● **Your goal**: Copy out every line of the entries below, character for character.
----- Material for this task
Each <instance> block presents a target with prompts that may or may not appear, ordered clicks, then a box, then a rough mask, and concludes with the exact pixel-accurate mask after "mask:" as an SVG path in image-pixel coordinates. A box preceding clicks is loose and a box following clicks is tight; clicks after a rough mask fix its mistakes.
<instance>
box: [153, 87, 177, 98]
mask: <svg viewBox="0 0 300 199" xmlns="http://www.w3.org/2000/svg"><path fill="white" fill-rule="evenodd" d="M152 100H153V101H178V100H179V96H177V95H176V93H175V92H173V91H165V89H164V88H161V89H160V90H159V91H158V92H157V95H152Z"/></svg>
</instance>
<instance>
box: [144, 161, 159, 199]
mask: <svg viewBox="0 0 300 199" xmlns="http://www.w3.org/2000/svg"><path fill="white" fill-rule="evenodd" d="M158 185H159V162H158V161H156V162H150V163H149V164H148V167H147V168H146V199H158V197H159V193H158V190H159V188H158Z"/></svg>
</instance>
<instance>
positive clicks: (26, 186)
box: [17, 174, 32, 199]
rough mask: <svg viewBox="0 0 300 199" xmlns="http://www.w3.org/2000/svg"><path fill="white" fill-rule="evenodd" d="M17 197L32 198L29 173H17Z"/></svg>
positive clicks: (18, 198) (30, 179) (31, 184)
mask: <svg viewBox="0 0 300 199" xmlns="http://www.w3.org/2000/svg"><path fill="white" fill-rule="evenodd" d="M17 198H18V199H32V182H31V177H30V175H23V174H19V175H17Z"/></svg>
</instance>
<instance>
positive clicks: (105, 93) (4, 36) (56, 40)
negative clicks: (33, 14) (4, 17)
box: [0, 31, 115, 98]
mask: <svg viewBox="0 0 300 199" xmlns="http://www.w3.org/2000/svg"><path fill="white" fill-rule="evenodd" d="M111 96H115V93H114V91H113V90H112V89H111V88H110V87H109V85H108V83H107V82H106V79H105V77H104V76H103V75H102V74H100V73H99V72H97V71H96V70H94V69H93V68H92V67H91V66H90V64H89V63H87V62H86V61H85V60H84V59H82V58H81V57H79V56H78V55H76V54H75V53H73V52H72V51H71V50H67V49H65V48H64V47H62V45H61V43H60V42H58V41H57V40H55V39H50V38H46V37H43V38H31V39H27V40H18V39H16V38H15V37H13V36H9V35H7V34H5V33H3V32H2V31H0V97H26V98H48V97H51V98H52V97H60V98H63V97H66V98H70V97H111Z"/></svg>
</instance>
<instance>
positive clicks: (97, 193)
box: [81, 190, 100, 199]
----------
● **Response**:
Each <instance> block presents a target with prompts that may or may not appear, ordered clicks, then a box, then a rough mask, and concludes with the exact pixel-accurate mask after "mask:" as an SVG path in image-pixel coordinates. A box preceding clicks is loose and a box following clicks is tight; clicks after a rough mask fix its mistakes.
<instance>
box: [153, 87, 177, 98]
mask: <svg viewBox="0 0 300 199" xmlns="http://www.w3.org/2000/svg"><path fill="white" fill-rule="evenodd" d="M152 100H153V101H178V100H179V96H177V95H176V93H175V92H173V91H165V89H164V88H161V89H160V90H159V91H158V92H157V95H152Z"/></svg>
</instance>
<instance>
box: [144, 161, 159, 199]
mask: <svg viewBox="0 0 300 199" xmlns="http://www.w3.org/2000/svg"><path fill="white" fill-rule="evenodd" d="M158 185H159V162H158V161H156V162H150V163H149V164H148V167H147V168H146V199H158V197H159V193H158V190H159V188H158Z"/></svg>
</instance>
<instance>
positive clicks: (26, 186)
box: [17, 174, 32, 199]
rough mask: <svg viewBox="0 0 300 199" xmlns="http://www.w3.org/2000/svg"><path fill="white" fill-rule="evenodd" d="M17 197L32 198L29 173H17Z"/></svg>
positive clicks: (18, 198) (30, 179) (31, 184)
mask: <svg viewBox="0 0 300 199" xmlns="http://www.w3.org/2000/svg"><path fill="white" fill-rule="evenodd" d="M17 198H18V199H32V182H31V177H30V175H23V174H19V175H17Z"/></svg>
</instance>
<instance>
positive clicks: (105, 93) (4, 36) (56, 40)
negative clicks: (33, 14) (4, 17)
box: [0, 31, 115, 98]
mask: <svg viewBox="0 0 300 199" xmlns="http://www.w3.org/2000/svg"><path fill="white" fill-rule="evenodd" d="M111 96H115V93H114V91H113V90H112V89H111V88H110V87H109V85H108V83H107V82H106V79H105V77H104V76H103V75H102V74H100V73H99V72H97V71H96V70H94V69H93V68H92V67H91V66H90V64H89V63H87V62H86V61H85V60H84V59H82V58H81V57H79V56H78V55H76V54H75V53H73V52H72V51H71V50H67V49H65V48H64V47H62V45H61V43H60V42H58V41H57V40H55V39H50V38H46V37H43V38H31V39H27V40H18V39H16V38H15V37H13V36H9V35H7V34H5V33H3V32H2V31H0V97H26V98H48V97H51V98H52V97H60V98H63V97H66V98H70V97H111Z"/></svg>
</instance>
<instance>
positive clicks: (97, 193)
box: [81, 190, 100, 199]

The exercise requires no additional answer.